(Selected passage):
■ ■ ■

* EU sanctions target Syrian industry for first time
* Western experts say EU approach needs more bite
* Human rights group says four killed on Saturday
* Russia says sanctions ‘will lead to no good’
By David Brunnstrom and Justyna Pawlak
SOPOT, Poland, Sept 3 (Reuters) - The European Union imposed a ban on purchases of Syrian oil on Saturday and warned of further steps unless President Bashar al-Assad’s government ends its five-month crackdown on dissent.
The sanctions mark the first time Europe has targeted Syrian industry in a bid to stem the violence, which claimed another four lives on Saturday and has so far killed more than 2,200 people, according to the United Nations.
The Syrian Observatory for Human Rights said three people were killed after security forces went into the village of Haysh near the second city Aleppo looking for attorney general Adnan Bakkour, who resigned last month in a video posted on YouTube.
Bakkour’s resignation, if confirmed, would be the first high-profile defection during the recent uprising.
The authorities instead say Bakkour was kidnapped while travelling to work on an agricultural road to the Justice Palace in Hama.
The Observatory also said another civilian had been killed on Saturday during a morning raid in Syria’s third-largest city, Homs, and that the death toll from attacks on protesters on Friday had risen to 21 from 14.
While most of Syria’s oil exports have gone to Europe, the EU sanctions agreed on Saturday do not go as far as an investment ban imposed by the United States last month, and analysts say they may have only a limited impact on Assad’s access to funds.
EU governments are expected to have talks on further sanctions, but industry experts have said the 27-member bloc will have to overcome reluctance among some capitals, given that European firms like the Anglo-Dutch Royal Dutch Shell (RDSa.L) and France’s Total are significant investors in Syria.

■ ■ ■

(Required actions):
1. Sum up the report on EU sanctions against Syria in two sentences.
2. Rename "investment ban" to "investment embargo" in the report on EU sanctions against Syria, starting with "While most of" and going on through "investors in Syria.", and write that part out again.
The listing that follows was drawn from a different source.

■ ■ ■

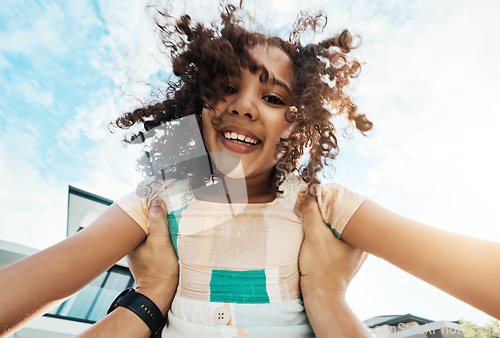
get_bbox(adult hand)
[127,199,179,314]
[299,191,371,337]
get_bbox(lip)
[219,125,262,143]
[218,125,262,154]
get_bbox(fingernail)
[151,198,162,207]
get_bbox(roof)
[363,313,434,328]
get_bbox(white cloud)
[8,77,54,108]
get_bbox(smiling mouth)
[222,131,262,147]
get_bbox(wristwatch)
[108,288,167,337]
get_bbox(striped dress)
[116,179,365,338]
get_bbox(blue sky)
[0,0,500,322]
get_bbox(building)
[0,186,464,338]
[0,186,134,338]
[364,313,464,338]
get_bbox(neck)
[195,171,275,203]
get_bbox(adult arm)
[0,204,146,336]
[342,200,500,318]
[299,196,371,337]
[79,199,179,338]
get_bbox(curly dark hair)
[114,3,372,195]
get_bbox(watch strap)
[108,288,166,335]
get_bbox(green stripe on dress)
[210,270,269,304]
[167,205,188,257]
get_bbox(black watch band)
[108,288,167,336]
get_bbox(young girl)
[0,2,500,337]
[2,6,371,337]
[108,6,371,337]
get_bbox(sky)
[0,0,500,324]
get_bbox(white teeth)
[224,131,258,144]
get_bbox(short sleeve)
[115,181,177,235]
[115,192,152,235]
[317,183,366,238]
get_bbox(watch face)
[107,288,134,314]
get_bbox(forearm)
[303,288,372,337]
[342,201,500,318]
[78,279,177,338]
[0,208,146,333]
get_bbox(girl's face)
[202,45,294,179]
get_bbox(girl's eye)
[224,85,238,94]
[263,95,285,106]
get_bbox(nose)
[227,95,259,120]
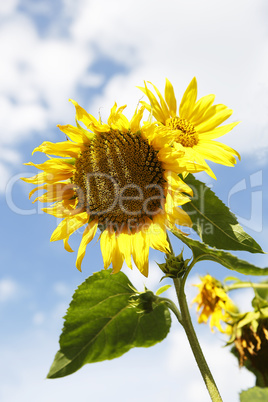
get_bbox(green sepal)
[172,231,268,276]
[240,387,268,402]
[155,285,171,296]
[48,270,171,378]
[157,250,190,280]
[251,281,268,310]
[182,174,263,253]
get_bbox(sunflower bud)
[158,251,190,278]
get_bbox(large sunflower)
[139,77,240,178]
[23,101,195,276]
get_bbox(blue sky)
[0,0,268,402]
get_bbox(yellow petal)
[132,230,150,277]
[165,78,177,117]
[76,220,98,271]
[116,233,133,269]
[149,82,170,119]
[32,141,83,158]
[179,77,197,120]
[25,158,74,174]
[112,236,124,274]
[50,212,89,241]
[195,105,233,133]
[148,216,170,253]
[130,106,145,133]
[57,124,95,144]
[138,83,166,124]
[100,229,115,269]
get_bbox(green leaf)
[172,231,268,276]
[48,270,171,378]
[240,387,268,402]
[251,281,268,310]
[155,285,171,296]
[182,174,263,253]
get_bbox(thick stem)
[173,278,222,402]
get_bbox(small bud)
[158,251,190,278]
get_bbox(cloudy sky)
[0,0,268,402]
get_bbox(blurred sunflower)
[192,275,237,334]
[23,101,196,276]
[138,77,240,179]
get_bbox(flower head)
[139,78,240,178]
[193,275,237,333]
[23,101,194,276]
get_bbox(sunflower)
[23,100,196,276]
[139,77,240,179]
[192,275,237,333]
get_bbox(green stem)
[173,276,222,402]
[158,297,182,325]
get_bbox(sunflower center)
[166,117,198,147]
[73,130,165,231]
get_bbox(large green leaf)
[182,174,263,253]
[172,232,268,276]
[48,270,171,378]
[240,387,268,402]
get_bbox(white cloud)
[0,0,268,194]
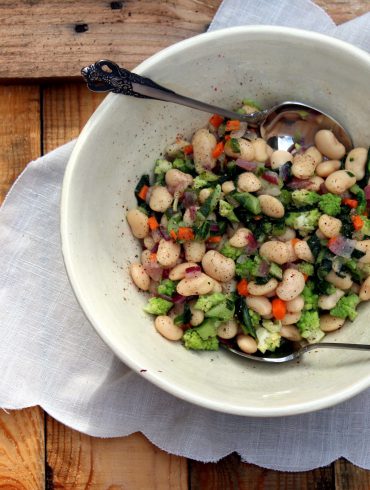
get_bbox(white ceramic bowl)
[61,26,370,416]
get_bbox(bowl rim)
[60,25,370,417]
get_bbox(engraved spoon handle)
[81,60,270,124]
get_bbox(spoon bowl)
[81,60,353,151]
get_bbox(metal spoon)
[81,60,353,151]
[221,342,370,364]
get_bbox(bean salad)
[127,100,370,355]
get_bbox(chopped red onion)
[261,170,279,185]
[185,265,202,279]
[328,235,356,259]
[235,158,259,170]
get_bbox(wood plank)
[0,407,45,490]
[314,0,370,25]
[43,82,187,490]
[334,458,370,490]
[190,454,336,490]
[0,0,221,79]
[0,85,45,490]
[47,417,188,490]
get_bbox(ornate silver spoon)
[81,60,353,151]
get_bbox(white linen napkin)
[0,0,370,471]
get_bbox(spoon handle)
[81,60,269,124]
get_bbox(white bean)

■ ■ ■

(Task-by-task results):
1. The European Union banned purchases of Syrian oil and warned of further steps unless President Bashar al-Assad's government ends its five-month crackdown on dissent, which the United Nations says has killed more than 2,200 people. Analysts say the sanctions, which stop short of a U.S. investment ban, may have only a limited impact on Assad's access to funds, and further EU measures may meet reluctance because firms like Royal Dutch Shell and Total are significant investors in Syria.

2.
While most of Syria’s oil exports have gone to Europe, the EU sanctions agreed on Saturday do not go as far as an investment embargo imposed by the United States last month, and analysts say they may have only a limited impact on Assad’s access to funds.
EU governments are expected to have talks on further sanctions, but industry experts have said the 27-member bloc will have to overcome reluctance among some capitals, given that European firms like the Anglo-Dutch Royal Dutch Shell (RDSa.L) and France’s Total are significant investors in Syria.